PROVIDED PASSAGE:
Senior Portrait: Darryl Hickman
Creativity comes in many forms, yet is unique to each individual pursuing it. However our own unique creativity cannot be expressed until we explore it. The illustrious career of Darryl Hickman represents a lifelong pursuit of creativity and discovering the unknown. Darryl has been called the “the ultimate Hollywood hyphenate” with an over eighty-year career as an actor, dancer, writer, producer, and director that has spanned film, television, theater, and radio. Darryl was born in Los Angeles and says he “came out ready to sing and dance.” At an early age, his mother encouraged him to believe in himself and that each person is gifted with a divine creativity that is waiting to be discovered, an idea that would shape his lifelong creative pursuits. When Darryl was three, he joined the Meglin Kiddies Studio that taught Shirley Temple and other child performers. Darryl had a knack for dancing and soon found himself learning from Hollywood and industry masters. It was while working on The Star Maker that he met Bing Crosby, who took a liking to him and connected Darryl to his brother, Everett Crosby, who was a well-established agent in Hollywood.

INPUT ROWS:
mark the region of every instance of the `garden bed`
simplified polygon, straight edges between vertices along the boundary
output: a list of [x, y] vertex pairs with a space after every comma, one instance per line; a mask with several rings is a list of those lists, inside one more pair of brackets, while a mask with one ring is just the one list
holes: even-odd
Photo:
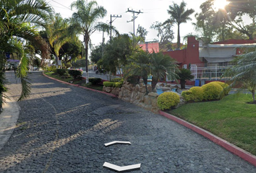
[[256, 155], [256, 105], [251, 94], [230, 94], [213, 102], [188, 103], [166, 112]]

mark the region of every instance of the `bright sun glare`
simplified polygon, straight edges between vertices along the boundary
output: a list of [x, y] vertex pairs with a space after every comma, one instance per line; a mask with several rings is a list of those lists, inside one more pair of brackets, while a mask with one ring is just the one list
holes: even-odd
[[225, 6], [228, 5], [229, 2], [226, 0], [215, 0], [213, 3], [213, 9], [224, 9]]

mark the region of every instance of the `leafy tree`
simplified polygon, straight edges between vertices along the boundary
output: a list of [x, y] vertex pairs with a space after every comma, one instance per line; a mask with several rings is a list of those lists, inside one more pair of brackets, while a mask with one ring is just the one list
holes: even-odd
[[180, 33], [179, 33], [179, 26], [182, 23], [186, 23], [187, 21], [191, 20], [189, 16], [194, 13], [195, 10], [192, 9], [186, 9], [187, 4], [182, 1], [179, 6], [177, 4], [174, 3], [169, 6], [169, 9], [167, 10], [168, 14], [171, 15], [169, 19], [167, 22], [175, 22], [178, 25], [178, 35], [177, 35], [177, 48], [180, 48]]
[[61, 58], [64, 62], [64, 64], [67, 68], [67, 64], [72, 61], [75, 61], [78, 57], [81, 57], [80, 52], [82, 44], [81, 42], [77, 43], [67, 43], [62, 45], [59, 50], [59, 58]]
[[176, 72], [178, 79], [180, 80], [181, 88], [186, 89], [186, 80], [191, 80], [194, 79], [192, 72], [189, 69], [182, 68]]
[[132, 64], [131, 73], [142, 77], [148, 94], [148, 76], [150, 74], [150, 54], [142, 50], [140, 50], [130, 57], [129, 61]]
[[143, 42], [145, 42], [145, 37], [148, 35], [148, 32], [147, 31], [146, 29], [142, 27], [142, 26], [139, 26], [138, 28], [137, 29], [137, 36], [140, 36], [140, 37], [142, 38]]
[[173, 24], [171, 22], [155, 22], [151, 26], [151, 29], [157, 30], [157, 36], [160, 38], [160, 49], [166, 50], [171, 48], [171, 40], [174, 38], [174, 31], [172, 30]]
[[102, 46], [106, 46], [105, 45], [97, 45], [94, 49], [92, 50], [90, 53], [90, 61], [95, 63], [102, 58]]
[[[48, 44], [35, 26], [44, 27], [52, 9], [43, 0], [1, 0], [0, 1], [0, 71], [3, 71], [5, 52], [15, 54], [20, 60], [17, 76], [20, 78], [21, 100], [28, 97], [30, 85], [27, 78], [30, 58], [40, 50], [43, 58], [49, 56]], [[1, 81], [3, 80], [3, 73]], [[3, 85], [4, 84], [1, 84]], [[4, 89], [0, 91], [2, 94]]]
[[129, 63], [128, 58], [139, 47], [137, 44], [139, 40], [135, 37], [131, 38], [127, 34], [114, 37], [105, 47], [104, 56], [101, 61], [104, 68], [114, 74], [121, 68], [123, 74], [128, 73], [124, 71], [126, 70], [125, 66]]
[[[98, 6], [95, 1], [86, 3], [85, 0], [77, 0], [71, 4], [71, 8], [72, 9], [75, 8], [77, 12], [72, 14], [72, 26], [69, 31], [75, 31], [77, 33], [83, 35], [85, 46], [86, 83], [89, 83], [88, 68], [89, 41], [91, 35], [96, 30], [108, 32], [108, 25], [98, 22], [100, 19], [106, 15], [107, 12], [103, 6]], [[113, 28], [111, 28], [111, 30], [117, 32]]]
[[177, 78], [175, 71], [177, 69], [176, 61], [163, 53], [150, 54], [150, 68], [152, 74], [152, 91], [161, 78], [174, 80]]

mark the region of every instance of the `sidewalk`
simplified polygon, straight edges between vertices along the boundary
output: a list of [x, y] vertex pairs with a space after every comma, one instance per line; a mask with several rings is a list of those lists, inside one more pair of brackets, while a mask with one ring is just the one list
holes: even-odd
[[3, 112], [0, 114], [0, 150], [12, 134], [20, 115], [20, 107], [9, 96], [3, 104]]

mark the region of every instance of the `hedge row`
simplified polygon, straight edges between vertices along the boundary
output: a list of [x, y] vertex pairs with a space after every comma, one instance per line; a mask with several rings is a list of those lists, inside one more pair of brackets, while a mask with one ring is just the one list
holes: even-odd
[[221, 81], [212, 81], [200, 86], [194, 86], [182, 92], [182, 96], [186, 102], [201, 102], [222, 99], [230, 92], [229, 85]]
[[122, 82], [114, 82], [114, 81], [104, 81], [103, 86], [106, 87], [121, 87], [123, 84]]

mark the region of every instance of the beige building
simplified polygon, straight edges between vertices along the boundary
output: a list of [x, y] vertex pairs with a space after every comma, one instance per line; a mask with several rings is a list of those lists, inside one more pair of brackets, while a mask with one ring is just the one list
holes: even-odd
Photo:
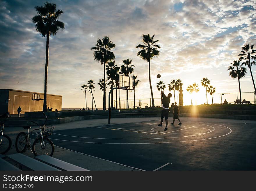
[[[22, 114], [29, 111], [42, 110], [44, 94], [10, 89], [0, 89], [0, 114], [9, 111], [10, 114], [17, 114], [20, 106]], [[47, 94], [47, 107], [61, 110], [62, 96]]]

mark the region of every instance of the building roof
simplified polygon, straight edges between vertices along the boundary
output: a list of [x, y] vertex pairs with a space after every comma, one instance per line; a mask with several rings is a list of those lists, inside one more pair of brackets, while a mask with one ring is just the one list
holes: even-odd
[[[13, 91], [14, 92], [25, 92], [26, 93], [31, 93], [32, 94], [42, 94], [43, 95], [44, 94], [43, 93], [38, 93], [38, 92], [28, 92], [28, 91], [24, 91], [22, 90], [13, 90], [12, 89], [0, 89], [0, 90], [8, 90], [10, 91]], [[54, 96], [60, 96], [60, 97], [62, 97], [62, 96], [60, 95], [54, 95], [54, 94], [47, 94], [47, 95], [52, 95]]]

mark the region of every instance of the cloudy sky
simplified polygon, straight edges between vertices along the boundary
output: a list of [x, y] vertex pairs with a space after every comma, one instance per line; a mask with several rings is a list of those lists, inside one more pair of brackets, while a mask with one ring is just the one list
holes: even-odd
[[[1, 0], [0, 88], [43, 92], [46, 38], [36, 31], [31, 19], [36, 14], [35, 6], [45, 2]], [[238, 59], [243, 45], [256, 43], [255, 1], [53, 2], [64, 11], [59, 20], [65, 27], [50, 38], [47, 93], [63, 96], [63, 108], [85, 107], [81, 87], [90, 79], [95, 82], [97, 107], [102, 108], [102, 94], [97, 83], [103, 76], [103, 68], [94, 60], [90, 49], [97, 38], [109, 35], [116, 44], [113, 50], [116, 63], [120, 66], [123, 60], [132, 60], [134, 74], [141, 81], [136, 96], [141, 99], [151, 97], [148, 67], [137, 56], [139, 50], [136, 47], [141, 43], [143, 34], [155, 34], [161, 48], [159, 57], [151, 62], [154, 98], [160, 97], [155, 87], [159, 74], [166, 85], [172, 79], [182, 80], [185, 105], [191, 103], [186, 87], [195, 82], [200, 90], [196, 95], [197, 104], [206, 102], [205, 90], [200, 82], [203, 77], [210, 80], [216, 93], [239, 92], [237, 80], [229, 76], [227, 66]], [[255, 79], [256, 66], [252, 68]], [[242, 92], [254, 91], [248, 72], [241, 80]], [[165, 91], [168, 93], [167, 88]], [[121, 93], [121, 99], [125, 99], [125, 91]], [[129, 93], [129, 98], [133, 95]], [[220, 102], [219, 95], [214, 96], [214, 102]], [[233, 102], [236, 94], [230, 95], [223, 98]], [[253, 101], [253, 94], [243, 95], [246, 99]], [[208, 97], [211, 103], [210, 95]], [[156, 105], [160, 104], [159, 100], [156, 100]], [[143, 102], [149, 103], [149, 100]]]

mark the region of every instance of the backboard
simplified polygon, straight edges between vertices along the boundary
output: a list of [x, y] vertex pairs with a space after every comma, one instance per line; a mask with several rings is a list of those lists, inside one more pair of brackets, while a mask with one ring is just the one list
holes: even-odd
[[119, 75], [118, 88], [122, 90], [133, 90], [133, 78], [129, 76]]

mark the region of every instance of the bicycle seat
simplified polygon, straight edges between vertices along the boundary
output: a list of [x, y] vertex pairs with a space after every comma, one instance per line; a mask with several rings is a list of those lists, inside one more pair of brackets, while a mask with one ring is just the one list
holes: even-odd
[[22, 126], [23, 128], [24, 129], [30, 129], [31, 128], [31, 126], [30, 125], [29, 125], [29, 126]]

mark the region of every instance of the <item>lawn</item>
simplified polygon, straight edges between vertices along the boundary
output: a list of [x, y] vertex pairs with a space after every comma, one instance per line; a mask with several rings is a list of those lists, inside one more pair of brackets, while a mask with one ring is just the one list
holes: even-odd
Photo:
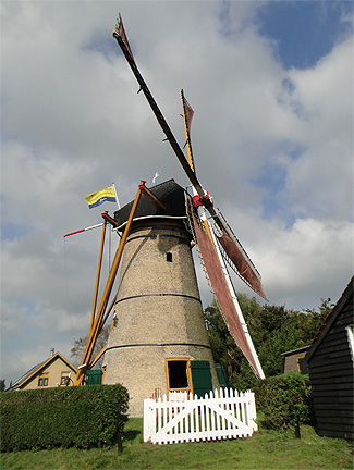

WHAT TO WORK ON:
1 > Translate this sentence from the Darryl Hickman portrait into Spanish: "Darryl had a knack for dancing and soon found himself learning from Hollywood and industry masters."
2 > Rewrite everything in the listing from its start down to the line containing "103], [166, 112]]", swapping "garden bed" for "flower bed" and changing nothing else. Leave the pictures out.
The Darryl Hickman portrait has nothing to do with the listing.

OUTPUTS FOR THE TASKS:
1 > Darryl tenía facilidad para el baile y pronto se encontró aprendiendo de maestros de Hollywood y de la industria.

2 >
mark the region of every instance of the `flower bed`
simplified polygon, straight edges between vertices along the boundary
output: a list of [x, y] vertex pairs with a space after every comma, one instance per line; a mask with several rings is a list of those lists, inside one more pair of brackets, while a mask with one ring is just the one list
holes: even-odd
Photo:
[[256, 155], [256, 105], [251, 94], [230, 94], [213, 102], [188, 103], [166, 112]]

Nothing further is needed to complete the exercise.